### DESCRIPTION OF THE TASK:
Locate each line in the records that contains the string "wall" and copy those lines out. Treat uppercase and lowercase as different.

□ □ □ □

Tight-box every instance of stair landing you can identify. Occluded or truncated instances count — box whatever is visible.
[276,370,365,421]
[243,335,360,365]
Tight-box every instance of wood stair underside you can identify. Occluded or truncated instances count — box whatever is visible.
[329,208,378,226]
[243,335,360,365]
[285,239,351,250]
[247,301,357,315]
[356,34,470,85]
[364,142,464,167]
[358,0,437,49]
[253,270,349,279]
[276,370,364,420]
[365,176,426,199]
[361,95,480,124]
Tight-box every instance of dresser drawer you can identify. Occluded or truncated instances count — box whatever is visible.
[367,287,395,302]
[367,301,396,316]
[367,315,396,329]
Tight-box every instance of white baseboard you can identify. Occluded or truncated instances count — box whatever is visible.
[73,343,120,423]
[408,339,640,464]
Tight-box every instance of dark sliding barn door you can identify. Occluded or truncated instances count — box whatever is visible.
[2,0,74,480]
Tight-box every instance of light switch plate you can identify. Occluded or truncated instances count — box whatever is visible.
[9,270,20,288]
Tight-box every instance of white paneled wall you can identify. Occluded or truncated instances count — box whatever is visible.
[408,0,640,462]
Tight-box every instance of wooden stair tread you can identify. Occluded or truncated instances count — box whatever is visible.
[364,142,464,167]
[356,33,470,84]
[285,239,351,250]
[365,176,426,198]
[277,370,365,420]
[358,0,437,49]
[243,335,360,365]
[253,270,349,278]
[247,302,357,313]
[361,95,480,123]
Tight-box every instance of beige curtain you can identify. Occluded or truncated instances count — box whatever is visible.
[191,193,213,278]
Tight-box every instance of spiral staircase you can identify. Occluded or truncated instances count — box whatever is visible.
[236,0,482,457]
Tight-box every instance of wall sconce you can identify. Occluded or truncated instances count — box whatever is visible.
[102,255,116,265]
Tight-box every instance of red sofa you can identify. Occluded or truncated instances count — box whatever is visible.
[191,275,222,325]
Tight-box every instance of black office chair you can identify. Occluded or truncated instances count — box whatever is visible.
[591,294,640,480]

□ □ □ □

### ANSWER BELOW:
Tight-box every instance of white paneled wall you can identify. Occluded or truncated instances count — box whatever is visible.
Tight-box every instance of wall sconce you can identify. Occluded or truncated instances count — box whatever is visible.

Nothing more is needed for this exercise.